__WORK REQUIRED__:
Reproduce the stretch from the line containing "For the audit, pick out each instance of the aircraft" through the end of the material, changing "aircraft wheel" to "landing gear wheel" and leaving everything else untouched.

__PROVIDED ENTRIES__:
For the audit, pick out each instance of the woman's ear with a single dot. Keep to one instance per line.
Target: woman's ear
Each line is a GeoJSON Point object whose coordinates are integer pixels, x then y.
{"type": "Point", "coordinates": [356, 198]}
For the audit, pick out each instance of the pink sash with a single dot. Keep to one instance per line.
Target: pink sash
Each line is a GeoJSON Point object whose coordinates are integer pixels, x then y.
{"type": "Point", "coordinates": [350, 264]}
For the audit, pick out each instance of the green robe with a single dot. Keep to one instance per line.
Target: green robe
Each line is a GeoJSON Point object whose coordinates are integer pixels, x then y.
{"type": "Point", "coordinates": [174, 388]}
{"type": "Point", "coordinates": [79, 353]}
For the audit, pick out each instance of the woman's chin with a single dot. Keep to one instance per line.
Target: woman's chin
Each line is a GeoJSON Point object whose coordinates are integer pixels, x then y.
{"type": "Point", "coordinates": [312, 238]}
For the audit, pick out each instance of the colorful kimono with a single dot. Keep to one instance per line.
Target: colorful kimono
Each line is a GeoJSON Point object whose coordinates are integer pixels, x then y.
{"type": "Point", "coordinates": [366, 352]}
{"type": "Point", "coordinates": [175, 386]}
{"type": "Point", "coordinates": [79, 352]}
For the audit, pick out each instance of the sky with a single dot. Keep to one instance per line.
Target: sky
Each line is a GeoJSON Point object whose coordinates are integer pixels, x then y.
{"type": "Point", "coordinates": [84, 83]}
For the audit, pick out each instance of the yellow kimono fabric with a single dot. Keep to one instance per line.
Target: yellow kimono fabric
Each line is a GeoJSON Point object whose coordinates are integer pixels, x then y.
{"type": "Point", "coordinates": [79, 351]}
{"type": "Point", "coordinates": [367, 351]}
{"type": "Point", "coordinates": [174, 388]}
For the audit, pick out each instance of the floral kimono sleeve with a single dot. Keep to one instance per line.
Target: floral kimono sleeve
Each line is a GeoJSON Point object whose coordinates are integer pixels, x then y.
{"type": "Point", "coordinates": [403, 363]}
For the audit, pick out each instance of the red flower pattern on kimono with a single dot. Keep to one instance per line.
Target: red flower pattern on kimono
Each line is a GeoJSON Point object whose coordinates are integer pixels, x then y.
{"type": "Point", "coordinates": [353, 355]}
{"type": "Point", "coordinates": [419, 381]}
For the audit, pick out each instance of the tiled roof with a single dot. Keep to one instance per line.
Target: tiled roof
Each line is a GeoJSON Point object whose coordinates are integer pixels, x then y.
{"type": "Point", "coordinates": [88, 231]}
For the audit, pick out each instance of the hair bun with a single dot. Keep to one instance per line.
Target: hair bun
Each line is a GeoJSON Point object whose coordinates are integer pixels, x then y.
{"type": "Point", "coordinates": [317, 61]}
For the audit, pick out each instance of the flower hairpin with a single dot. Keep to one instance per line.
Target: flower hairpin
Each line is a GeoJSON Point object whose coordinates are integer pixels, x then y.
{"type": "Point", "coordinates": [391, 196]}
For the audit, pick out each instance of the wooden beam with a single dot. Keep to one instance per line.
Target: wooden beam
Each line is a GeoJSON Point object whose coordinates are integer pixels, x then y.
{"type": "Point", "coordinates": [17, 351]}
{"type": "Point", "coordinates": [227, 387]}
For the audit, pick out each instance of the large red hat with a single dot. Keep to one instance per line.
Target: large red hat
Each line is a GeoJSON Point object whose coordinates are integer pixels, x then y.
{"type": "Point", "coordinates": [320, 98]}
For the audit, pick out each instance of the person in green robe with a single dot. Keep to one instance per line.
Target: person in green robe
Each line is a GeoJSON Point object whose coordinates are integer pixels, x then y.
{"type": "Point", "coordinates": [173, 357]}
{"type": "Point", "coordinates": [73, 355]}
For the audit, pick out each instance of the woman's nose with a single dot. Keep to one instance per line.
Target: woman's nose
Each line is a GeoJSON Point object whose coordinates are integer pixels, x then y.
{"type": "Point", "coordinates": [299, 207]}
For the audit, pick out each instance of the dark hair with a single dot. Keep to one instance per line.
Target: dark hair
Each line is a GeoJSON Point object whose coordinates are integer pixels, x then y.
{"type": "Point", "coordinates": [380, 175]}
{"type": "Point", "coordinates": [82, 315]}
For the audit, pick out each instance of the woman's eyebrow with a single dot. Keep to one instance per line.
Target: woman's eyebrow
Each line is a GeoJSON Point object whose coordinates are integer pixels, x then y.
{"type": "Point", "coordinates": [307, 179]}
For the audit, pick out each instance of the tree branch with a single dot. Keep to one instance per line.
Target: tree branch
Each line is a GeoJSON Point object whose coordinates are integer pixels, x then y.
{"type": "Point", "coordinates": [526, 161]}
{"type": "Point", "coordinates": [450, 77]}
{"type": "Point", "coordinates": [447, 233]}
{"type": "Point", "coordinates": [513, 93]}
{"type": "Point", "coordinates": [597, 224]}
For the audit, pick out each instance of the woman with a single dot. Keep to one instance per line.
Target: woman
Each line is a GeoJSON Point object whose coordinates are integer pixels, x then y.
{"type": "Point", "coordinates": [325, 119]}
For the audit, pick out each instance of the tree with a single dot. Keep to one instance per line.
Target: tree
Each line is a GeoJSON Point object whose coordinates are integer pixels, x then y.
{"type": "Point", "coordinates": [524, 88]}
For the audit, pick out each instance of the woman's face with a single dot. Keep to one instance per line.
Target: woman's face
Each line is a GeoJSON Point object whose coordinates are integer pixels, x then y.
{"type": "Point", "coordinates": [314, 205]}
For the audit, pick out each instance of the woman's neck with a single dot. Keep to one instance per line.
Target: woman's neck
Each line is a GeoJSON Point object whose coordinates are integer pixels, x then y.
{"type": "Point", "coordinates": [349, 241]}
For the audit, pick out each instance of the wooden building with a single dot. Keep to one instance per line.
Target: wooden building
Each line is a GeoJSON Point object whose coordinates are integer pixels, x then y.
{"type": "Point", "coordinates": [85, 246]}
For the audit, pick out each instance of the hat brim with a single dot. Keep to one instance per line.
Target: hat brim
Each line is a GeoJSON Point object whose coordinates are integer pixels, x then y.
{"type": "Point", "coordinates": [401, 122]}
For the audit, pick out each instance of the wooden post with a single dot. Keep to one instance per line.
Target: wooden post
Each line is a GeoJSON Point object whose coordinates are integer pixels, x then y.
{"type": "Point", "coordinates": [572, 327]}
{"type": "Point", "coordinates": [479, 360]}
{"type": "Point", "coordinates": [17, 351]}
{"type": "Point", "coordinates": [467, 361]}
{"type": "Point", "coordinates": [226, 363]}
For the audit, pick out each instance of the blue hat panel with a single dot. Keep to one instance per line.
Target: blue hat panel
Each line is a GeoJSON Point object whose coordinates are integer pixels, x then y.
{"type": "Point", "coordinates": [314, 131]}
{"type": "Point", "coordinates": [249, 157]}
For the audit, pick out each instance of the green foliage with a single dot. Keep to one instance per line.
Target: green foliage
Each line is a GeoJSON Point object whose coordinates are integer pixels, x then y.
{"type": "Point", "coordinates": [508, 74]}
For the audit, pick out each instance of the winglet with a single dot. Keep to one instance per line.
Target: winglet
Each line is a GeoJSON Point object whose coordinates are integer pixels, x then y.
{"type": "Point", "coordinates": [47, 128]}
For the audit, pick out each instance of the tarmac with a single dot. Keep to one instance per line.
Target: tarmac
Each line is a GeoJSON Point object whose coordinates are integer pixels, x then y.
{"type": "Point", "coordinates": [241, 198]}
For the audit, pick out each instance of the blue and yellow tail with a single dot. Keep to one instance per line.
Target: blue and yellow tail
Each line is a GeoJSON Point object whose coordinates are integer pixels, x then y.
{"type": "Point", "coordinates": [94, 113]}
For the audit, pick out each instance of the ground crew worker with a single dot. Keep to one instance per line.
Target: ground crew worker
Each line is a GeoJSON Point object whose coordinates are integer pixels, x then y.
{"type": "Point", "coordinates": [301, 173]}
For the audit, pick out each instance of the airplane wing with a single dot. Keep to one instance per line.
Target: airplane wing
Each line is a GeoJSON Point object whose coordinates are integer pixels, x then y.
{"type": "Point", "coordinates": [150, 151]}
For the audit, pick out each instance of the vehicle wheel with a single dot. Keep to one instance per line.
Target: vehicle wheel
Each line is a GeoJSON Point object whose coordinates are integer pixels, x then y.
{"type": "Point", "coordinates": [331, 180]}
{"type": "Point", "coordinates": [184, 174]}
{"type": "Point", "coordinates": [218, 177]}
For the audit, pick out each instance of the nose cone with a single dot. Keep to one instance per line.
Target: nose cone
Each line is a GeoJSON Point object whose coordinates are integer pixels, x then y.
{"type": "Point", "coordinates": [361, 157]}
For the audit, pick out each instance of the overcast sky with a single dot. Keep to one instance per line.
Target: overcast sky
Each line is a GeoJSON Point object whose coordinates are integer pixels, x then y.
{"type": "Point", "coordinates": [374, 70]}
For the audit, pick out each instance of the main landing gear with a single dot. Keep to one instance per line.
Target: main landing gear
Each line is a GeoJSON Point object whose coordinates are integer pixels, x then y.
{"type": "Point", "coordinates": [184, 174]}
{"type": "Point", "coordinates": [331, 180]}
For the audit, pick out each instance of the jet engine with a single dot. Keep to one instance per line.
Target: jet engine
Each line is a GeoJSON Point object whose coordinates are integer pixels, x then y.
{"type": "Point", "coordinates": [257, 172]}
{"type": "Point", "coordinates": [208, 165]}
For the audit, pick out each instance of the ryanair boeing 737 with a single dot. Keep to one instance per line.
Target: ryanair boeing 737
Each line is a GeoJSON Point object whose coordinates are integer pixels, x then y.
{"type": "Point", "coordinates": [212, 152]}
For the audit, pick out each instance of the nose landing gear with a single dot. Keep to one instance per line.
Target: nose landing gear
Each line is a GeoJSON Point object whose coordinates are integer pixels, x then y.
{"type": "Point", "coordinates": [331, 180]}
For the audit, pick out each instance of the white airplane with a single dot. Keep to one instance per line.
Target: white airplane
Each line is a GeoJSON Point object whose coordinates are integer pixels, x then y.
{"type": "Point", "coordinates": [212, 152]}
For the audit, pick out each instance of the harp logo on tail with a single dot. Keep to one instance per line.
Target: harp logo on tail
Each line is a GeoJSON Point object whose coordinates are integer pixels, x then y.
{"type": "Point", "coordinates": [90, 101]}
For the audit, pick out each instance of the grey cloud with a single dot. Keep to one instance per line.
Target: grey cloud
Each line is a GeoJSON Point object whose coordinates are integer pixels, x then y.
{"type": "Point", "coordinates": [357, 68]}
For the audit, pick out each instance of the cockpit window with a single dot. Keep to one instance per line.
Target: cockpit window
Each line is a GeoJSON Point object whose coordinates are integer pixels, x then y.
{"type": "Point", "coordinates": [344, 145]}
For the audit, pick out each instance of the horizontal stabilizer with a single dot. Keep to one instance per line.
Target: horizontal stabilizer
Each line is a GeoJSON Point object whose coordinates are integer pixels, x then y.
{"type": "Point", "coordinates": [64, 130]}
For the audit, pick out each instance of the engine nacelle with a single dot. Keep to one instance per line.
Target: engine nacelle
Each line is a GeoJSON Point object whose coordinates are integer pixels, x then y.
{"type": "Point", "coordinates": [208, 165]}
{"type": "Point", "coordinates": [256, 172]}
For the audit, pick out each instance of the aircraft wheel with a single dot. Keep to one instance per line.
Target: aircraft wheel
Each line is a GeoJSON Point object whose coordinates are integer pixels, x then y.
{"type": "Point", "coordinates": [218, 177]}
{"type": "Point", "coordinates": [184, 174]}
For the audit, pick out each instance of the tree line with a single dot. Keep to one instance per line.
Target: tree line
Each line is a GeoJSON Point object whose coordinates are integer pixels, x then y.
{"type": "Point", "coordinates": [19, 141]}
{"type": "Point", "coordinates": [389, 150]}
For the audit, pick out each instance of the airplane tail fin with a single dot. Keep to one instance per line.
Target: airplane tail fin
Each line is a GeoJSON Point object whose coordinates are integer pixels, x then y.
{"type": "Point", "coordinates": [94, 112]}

__RESULT FOR THIS EXERCISE__:
For the audit, pick out each instance of the landing gear wheel with a single dot. Keep to one instance per line.
Target: landing gear wheel
Each line is a GeoJSON Point object whose coordinates are integer pixels, x then y.
{"type": "Point", "coordinates": [218, 177]}
{"type": "Point", "coordinates": [184, 174]}
For the audit, pick out each instance of the tree line with a single dot. Keep to one instance per line.
Target: tree line
Each line is a GeoJSON Point object whose coordinates are integer pixels, x then y.
{"type": "Point", "coordinates": [19, 141]}
{"type": "Point", "coordinates": [389, 150]}
For the audit, pick out each instance of the airplane tail fin with a single dot. Keep to one instance per line.
Target: airplane tail fin
Each line is a GeoJSON Point object whose coordinates are integer pixels, x then y.
{"type": "Point", "coordinates": [94, 112]}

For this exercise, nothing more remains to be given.